┌─ Текст воспоминаний

Говорить с кем-то об аресте моих родных было нельзя – это стало бы известно следователю через осведомителей, усугубило бы мое положение и увеличило бы срок. Приходилось держать свое горе в себе. Окружающие заметили, что у меня стали выпадать волосы. Еще недавно густые и мягкие волосы вылезали целыми прядями и оставались на подушке. За какие-то несколько дней я почти облысел. О том, как я выглядел, мне трудно было судить, зеркала в камере не было, и возможность впервые увидеть себя мне представилась, только когда я освободился из лагеря.

Чтобы закончить повествование о судьбе моих волос, перенесусь сразу в 1942 год. Тогда я был выпущен на свободу, работал в Кировской области по найму с ограниченным передвижением по району. На мне лежали обязанности прораба по строительству и начальника станции эксплуатации железнодорожных путей. По этим путям шли поезда, перевозившие лес.

Шла война. Фронт, шахта и элементы станции требовали леса, который заготавливали заключенные. По недостроенным путям лес отправлялся на народные магистрали комиссариата путей сообщения. В тот период я подружился с таким же, как я, полуосовободившимся заключенным. Мой товарищ раньше работал гримером и парикмахером в областном театре. В поселке он исполнял роль дамского парикмахера, завивал кудри женам начальства.

└─
┌─ Выдержки из записей

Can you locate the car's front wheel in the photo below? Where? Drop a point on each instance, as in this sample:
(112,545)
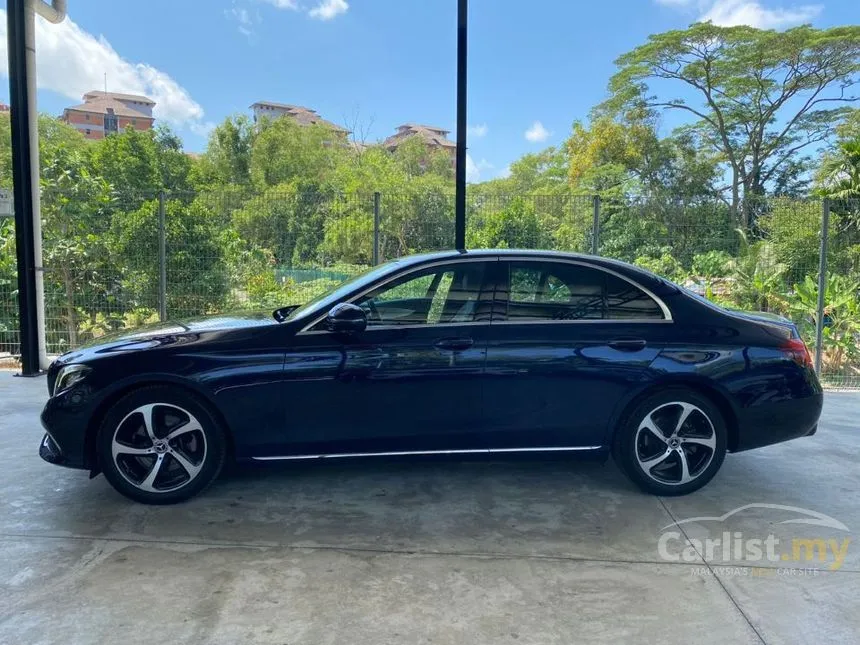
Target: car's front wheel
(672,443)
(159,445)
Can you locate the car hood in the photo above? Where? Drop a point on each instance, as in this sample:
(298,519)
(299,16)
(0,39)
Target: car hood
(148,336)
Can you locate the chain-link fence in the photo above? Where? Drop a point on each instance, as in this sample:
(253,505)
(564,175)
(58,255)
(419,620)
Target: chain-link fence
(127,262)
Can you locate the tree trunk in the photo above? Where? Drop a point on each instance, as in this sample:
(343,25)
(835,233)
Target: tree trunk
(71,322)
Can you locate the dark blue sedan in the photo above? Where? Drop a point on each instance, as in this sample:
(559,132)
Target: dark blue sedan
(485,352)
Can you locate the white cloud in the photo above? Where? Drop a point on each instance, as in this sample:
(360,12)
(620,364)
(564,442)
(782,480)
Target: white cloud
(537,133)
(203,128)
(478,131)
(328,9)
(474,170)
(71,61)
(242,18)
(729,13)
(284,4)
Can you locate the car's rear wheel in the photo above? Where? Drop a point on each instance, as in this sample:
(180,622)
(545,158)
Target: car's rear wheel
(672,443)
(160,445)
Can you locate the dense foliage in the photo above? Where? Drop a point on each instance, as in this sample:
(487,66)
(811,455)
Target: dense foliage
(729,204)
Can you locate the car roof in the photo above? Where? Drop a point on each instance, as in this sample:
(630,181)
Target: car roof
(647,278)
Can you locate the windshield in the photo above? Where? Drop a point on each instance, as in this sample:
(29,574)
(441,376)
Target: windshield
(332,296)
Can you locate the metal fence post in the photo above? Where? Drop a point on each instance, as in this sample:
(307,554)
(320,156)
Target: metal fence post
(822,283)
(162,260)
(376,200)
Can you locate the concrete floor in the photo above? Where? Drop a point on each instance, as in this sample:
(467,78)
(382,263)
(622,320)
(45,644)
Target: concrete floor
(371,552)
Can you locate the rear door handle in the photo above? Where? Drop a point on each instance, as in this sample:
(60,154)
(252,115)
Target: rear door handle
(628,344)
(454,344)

└─

[Выполните задания]:
• 1. Кем раньше работал товарищ рассказчика, согласно тексту воспоминаний?
• 2. Пожалуйста, продолжите текст воспоминаний, начав сразу после его последнего предложения.

[Ответы к заданиям]:
• 1. Гримером и парикмахером в областном театре.

• 2.
Мой товарищ жил в общежитии, а меня была комнатенка в частном доме, и он заходил в гости. Жили плохо, питались скудно. Сдружились мы на почве общих политических взглядов и интереса к истории и литературе. Превосходный собеседник и рассказчик, он не давал мне унывать, бывая вместе, мы постоянно смеялись, забывая на время о своей участи. Он хуже переносил голод, да и возможностей добыть пищу у него было меньше. Я, как специалист, получал какие-то продукты, да зарплата моя была выше. Одним словом я был богаче и подкармливал его. Первое время он наотрез отказывался, даже не дотрагивался до моих подношений, но как-то я угостил его водкой и убедил не церемонится. Мои сложные аргументы достигли цели. С тех пор во время наших встреч мы пили сладкий чай с хлебом, и я делился со своим товарищем и продуктами из пайка.

Алексей Дементьевич был старше меня на 15 лет, он привязался ко мне, как к сыну и между нами установились почти родственные отношения. Как-то А. Д. сказал: «Вот ты такой молодой, интересный парень, а с прической – беда». Алексей Дементьевич снял с моей головы мерку и через некоторое время сделал мне парик, в тон моих оставшихся волос. Я в жизни не думал, что стану ходить в парике, но, впервые надев изделие Алексея Дементьевича под новый 1942 год, стал носить постоянно и прослужил он мне более 10 лет. парик Алексей Дементьевич сделал с большим искусством и очень прочно. Последующие парики делали мне ленинградские театральные парикмахеры.

С Алексеем Дементьевичем мы дружили несколько лет, до тех пор, пока ему не разрешили вернуться на родину.

Деньги

Случилось так, что в нашей камере я был обладателем самой большой суммы денег. У большинства денег не было вовсе. В июле 1937 ого на мой лицевой счет была перечислена зарплата за несколько месяцев, которую я не успел получить на свободе.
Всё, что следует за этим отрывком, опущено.